■ QUOTED TEXT:
• • •
This is like assuming that your birth status makes the person. Think minarchy, castes, ...

You can be a naturalized citizen in live with your country, or a born citizen plain stupid and with worst interests in mind.

1 comments

Born in the country lessens the likelihood that you are beholden to more than one master. Born in another country then naturalized still does not rule out sleeper agent situations. Seems pretty obvious to me.

I'm one that questions the whole pledge of allegiance forced to be recited by children that have no wherewithal to understand what allegiance even means or the ramifications of that pledge. Yet, I'm okay with born in country and of a minimum age.

> Born in the country lessens the likelihood that you are beholden to more than one master.

Not in the modern world it doesn't.

The UK's recent prime minister Boris Johnson was born in the US two British parents who happened to be studying in Manhatten at the time. They all moved back here a few months later. The idea that he could be some sort of US sleeper agent is hilarious, though.
Well, formally the Prime Minister is just some random bloke appointed by king to help him run the country. The PM doesn't even need to be a member of parliament!
• • •
■ DIRECTIVE 1: In the discussion of birthplace and citizenship, where was Boris Johnson born, and to whom?
■ DIRECTIVE 2: Pick up the discussion of birthplace and citizenship after its final sentence and write the next comment.

■ MATERIAL SHOWN:
• • •
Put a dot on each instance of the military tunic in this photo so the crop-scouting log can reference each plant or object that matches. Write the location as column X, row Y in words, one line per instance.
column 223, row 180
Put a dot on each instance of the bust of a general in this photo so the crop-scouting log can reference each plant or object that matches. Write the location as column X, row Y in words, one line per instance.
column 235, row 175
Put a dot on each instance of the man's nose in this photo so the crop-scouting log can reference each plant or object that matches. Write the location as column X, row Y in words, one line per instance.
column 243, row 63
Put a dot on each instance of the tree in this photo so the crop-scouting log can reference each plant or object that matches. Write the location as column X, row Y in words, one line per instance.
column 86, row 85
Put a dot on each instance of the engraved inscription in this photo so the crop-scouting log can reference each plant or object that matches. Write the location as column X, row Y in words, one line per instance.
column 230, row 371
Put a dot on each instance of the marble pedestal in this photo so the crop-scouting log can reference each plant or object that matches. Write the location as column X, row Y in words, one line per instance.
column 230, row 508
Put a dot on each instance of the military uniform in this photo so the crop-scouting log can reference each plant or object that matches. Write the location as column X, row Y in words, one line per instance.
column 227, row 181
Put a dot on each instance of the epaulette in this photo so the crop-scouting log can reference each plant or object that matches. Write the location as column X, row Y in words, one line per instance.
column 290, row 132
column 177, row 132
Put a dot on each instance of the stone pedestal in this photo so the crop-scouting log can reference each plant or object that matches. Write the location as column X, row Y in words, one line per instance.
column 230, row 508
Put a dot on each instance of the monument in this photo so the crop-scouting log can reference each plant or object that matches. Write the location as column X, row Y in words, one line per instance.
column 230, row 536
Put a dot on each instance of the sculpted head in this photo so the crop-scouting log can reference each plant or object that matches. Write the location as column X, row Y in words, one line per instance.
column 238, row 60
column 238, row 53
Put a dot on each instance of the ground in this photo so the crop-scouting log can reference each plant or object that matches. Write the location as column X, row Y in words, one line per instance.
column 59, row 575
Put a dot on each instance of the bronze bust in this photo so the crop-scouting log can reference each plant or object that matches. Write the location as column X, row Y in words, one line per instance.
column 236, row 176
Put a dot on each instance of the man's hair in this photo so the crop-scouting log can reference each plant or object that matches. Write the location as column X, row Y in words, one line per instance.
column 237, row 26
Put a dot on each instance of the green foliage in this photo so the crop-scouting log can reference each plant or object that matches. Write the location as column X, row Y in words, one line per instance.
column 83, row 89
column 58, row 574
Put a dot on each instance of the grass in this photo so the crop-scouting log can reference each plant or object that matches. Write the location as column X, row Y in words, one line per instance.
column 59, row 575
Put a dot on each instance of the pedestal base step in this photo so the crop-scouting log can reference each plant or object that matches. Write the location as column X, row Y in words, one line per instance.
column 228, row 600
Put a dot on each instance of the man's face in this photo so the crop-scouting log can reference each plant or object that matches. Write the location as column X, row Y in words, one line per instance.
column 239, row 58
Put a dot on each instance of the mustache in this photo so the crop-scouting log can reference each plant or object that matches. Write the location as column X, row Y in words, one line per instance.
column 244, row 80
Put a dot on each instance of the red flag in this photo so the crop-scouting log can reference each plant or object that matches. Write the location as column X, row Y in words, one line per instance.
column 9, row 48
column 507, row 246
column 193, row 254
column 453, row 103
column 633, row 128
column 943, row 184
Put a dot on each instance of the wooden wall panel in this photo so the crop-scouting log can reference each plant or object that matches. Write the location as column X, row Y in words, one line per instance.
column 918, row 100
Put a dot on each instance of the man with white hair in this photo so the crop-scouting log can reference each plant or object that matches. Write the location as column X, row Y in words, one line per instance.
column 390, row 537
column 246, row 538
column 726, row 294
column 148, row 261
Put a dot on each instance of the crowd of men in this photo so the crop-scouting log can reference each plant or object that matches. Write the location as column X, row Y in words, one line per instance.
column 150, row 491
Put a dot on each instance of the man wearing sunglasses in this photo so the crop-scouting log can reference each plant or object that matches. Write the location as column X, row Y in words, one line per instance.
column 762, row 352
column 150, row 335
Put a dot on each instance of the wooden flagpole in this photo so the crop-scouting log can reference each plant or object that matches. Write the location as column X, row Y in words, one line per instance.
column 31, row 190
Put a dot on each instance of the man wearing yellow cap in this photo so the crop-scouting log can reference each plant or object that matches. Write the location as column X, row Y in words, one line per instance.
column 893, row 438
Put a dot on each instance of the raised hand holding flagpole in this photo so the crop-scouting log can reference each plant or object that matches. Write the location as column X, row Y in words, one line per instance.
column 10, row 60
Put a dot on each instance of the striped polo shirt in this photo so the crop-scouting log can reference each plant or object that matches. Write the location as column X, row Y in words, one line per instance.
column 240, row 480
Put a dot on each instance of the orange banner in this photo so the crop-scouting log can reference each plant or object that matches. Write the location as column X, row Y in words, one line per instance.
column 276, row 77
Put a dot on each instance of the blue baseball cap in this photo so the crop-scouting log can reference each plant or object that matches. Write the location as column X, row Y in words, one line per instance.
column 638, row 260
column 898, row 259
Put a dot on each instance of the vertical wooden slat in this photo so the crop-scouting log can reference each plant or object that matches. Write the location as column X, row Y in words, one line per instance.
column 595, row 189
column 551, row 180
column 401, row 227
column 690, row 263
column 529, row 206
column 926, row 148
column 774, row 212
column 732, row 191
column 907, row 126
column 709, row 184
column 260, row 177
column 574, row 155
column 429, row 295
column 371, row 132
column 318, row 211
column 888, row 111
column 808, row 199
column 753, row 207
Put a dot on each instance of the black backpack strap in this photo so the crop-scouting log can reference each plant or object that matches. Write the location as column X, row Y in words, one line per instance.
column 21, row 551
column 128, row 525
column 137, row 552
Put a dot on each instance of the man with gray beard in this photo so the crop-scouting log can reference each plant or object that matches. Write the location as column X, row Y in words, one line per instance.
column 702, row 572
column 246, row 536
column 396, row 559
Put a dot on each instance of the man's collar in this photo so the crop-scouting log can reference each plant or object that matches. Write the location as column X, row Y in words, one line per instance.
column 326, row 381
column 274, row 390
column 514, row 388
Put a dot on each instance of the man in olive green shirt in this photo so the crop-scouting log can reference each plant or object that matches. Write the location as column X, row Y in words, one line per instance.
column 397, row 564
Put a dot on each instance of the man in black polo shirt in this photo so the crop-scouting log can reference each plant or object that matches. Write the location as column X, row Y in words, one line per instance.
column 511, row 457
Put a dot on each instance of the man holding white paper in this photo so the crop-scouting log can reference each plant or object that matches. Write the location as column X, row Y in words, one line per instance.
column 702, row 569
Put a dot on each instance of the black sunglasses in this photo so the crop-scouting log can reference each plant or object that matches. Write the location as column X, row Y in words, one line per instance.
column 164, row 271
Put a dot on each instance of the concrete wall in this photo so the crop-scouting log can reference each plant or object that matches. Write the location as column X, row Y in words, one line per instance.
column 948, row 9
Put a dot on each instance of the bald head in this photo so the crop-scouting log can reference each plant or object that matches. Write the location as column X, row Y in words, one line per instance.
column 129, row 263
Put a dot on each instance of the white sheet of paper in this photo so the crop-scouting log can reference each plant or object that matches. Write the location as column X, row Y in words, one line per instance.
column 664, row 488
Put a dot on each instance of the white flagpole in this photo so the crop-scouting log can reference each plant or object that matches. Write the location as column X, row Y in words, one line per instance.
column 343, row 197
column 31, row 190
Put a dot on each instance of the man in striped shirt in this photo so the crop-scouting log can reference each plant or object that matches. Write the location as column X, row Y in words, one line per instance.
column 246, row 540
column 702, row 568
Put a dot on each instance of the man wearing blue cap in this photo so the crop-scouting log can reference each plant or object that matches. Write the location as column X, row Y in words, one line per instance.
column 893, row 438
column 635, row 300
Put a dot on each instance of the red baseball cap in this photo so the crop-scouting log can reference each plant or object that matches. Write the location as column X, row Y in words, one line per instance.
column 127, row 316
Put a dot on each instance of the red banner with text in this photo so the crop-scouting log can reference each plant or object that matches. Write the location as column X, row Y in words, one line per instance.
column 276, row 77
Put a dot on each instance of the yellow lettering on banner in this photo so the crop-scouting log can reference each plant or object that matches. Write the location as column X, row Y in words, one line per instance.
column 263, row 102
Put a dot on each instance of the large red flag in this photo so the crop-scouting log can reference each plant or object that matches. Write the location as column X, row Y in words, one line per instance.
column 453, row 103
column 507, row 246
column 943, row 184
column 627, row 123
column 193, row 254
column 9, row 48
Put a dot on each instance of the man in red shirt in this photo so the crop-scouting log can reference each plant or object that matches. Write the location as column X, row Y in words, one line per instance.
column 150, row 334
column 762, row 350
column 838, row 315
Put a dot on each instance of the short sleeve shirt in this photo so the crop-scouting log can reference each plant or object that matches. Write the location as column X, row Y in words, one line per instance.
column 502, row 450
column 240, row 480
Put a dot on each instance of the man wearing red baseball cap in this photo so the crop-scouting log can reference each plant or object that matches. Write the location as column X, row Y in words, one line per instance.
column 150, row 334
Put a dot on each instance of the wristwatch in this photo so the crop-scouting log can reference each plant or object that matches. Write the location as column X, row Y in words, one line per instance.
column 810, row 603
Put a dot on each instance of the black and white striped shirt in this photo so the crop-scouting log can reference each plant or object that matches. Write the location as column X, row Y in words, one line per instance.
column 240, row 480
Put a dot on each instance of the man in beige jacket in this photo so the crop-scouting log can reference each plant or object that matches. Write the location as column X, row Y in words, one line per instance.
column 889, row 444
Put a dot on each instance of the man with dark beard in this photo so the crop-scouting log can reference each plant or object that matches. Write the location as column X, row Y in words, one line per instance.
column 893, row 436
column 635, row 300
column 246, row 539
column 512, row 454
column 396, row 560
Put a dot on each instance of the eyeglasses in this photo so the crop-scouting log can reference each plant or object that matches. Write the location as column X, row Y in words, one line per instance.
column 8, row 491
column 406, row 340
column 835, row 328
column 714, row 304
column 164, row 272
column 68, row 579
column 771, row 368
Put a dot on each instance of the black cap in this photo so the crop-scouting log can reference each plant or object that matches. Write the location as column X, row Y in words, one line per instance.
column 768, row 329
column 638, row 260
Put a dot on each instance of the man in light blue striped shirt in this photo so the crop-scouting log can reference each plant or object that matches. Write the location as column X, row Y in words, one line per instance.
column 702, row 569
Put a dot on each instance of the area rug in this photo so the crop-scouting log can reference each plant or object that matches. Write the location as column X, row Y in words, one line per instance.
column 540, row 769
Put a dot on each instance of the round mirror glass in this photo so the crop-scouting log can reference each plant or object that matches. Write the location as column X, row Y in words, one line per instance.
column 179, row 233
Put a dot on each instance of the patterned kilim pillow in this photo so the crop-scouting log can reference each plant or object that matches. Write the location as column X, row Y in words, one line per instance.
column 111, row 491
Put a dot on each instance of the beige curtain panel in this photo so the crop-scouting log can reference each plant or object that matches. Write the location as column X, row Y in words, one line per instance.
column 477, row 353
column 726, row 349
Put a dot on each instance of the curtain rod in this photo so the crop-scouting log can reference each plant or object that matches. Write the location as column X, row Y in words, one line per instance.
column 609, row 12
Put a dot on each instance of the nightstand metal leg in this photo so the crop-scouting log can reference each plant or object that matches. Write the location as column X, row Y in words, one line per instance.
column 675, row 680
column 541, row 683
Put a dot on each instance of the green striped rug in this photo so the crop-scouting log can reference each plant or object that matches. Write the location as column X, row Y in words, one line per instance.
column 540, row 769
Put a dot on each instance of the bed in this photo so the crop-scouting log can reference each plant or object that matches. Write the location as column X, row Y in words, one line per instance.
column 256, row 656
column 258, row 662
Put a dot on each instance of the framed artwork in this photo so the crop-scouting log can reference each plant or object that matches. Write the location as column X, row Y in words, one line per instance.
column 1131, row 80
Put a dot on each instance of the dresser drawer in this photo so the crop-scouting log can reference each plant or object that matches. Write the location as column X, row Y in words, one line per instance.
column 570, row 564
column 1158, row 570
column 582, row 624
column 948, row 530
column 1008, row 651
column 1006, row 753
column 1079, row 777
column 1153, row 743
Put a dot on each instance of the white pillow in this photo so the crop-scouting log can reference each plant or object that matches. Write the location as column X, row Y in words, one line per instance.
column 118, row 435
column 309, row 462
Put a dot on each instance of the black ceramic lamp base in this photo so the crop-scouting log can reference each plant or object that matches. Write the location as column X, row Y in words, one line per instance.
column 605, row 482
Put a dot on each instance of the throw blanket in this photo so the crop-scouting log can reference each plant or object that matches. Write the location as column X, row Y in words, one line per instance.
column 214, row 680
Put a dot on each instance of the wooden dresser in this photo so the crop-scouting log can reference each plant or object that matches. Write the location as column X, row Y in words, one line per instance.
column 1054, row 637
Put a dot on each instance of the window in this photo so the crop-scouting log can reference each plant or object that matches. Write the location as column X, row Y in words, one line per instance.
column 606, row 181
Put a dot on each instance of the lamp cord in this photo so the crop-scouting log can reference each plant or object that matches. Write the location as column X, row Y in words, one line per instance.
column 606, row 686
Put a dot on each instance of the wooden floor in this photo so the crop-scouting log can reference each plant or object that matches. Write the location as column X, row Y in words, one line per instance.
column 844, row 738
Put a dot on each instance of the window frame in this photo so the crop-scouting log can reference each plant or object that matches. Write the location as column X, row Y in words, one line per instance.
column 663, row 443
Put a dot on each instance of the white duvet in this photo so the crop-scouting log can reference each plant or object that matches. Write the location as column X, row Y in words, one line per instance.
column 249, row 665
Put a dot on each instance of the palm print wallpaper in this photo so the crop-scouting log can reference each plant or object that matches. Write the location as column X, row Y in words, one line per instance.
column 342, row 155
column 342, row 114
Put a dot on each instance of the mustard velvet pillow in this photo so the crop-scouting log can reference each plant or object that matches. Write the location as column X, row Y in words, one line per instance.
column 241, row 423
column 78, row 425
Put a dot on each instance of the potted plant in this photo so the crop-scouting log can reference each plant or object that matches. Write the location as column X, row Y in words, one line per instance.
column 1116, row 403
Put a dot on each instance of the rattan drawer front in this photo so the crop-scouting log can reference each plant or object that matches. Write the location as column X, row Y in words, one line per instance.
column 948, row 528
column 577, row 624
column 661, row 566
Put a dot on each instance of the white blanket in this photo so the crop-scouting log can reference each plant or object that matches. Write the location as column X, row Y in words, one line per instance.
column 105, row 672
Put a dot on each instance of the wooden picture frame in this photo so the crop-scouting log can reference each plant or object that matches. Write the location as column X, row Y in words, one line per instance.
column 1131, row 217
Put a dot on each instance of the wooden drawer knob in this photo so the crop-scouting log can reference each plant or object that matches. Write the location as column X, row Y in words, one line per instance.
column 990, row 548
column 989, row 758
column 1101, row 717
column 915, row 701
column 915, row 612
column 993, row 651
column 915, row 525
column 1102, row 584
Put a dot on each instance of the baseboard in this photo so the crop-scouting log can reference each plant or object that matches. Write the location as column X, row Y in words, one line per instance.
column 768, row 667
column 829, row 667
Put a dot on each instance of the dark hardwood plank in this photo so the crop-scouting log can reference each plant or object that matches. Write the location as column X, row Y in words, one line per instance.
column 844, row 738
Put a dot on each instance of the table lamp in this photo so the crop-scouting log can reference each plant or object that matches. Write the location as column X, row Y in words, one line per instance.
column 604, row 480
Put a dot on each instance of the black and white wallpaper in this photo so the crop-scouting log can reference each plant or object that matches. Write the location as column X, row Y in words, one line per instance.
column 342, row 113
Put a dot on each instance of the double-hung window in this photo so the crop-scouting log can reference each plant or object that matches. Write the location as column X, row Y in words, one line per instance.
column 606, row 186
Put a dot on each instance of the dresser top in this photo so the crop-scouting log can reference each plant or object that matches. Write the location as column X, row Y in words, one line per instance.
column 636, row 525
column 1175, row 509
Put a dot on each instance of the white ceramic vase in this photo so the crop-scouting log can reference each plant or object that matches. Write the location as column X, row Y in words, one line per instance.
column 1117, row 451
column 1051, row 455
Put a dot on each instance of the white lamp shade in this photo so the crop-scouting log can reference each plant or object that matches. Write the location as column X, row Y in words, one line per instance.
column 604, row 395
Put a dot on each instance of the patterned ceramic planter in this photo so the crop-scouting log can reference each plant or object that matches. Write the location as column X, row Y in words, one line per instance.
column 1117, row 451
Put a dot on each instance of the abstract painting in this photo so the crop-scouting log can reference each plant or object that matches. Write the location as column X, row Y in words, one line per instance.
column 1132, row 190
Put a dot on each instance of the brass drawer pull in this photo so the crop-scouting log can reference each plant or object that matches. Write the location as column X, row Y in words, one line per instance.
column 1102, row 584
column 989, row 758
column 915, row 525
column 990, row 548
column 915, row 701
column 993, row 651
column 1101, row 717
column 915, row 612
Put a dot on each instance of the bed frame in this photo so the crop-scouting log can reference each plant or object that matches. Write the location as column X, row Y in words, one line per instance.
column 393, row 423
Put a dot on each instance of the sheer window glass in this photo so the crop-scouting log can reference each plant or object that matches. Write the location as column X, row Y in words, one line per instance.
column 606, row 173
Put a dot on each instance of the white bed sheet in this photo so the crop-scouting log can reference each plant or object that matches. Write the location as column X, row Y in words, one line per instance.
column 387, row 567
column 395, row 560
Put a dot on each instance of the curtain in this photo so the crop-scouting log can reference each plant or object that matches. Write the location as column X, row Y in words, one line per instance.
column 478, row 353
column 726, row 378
• • •
■ EXERCISE OUTPUT 1: He was born in the US to two British parents.

■ EXERCISE OUTPUT 2:
Now the king, that guy can't even be catholic! And until recently, couldn't even be female with living brothers.

Tradition does dictate that the PM is an MP, and tradition in UK parliament is pretty binding. However, an MP does not even need to be a British citizen: an Irish or a Commonwealth citizen can become an MP and go on to command the confidence of the house.
> Tradition does dictate that the PM is an MP, and tradition in UK parliament is pretty binding.

I hope it stays that way.

The US had pretty strong traditions in politics, too, but they are increasingly being eroded.

To give an example that's hopefully far enough in the past to be non-controversial: when they banned alcohol in the early 1920s, they felt that their constitution did not already explicitly give their federal government the power to do so. So they passed the 18th amendment to give the feds that power to specifically ban alcohol.

Decades later, in the context of the war on drugs, everybody seems to take it for granted that the federal government can obviously ban arbitrary substances.

And yet when you look at the great espionnage stories, the perpetrators were citizens of the country.

When you look at people who were "almost born" (came to the country as toddlers) or naturalized because of the love of their new country, purple claiming that they are second category citizens are hard to listen to.

Maybe because the policy exists that people have not so easily been able to get to the top position. Remove that policy and Putin himself could run for the office. It's an idiotic comment for an idiotic misunderstanding of why the policy exists
> Remove that policy and Putin himself could run for the office.

And I say, if the American people want Putin to be president (and Putin is willing to take the job), they deserve him.

At least, if you believe in democracy.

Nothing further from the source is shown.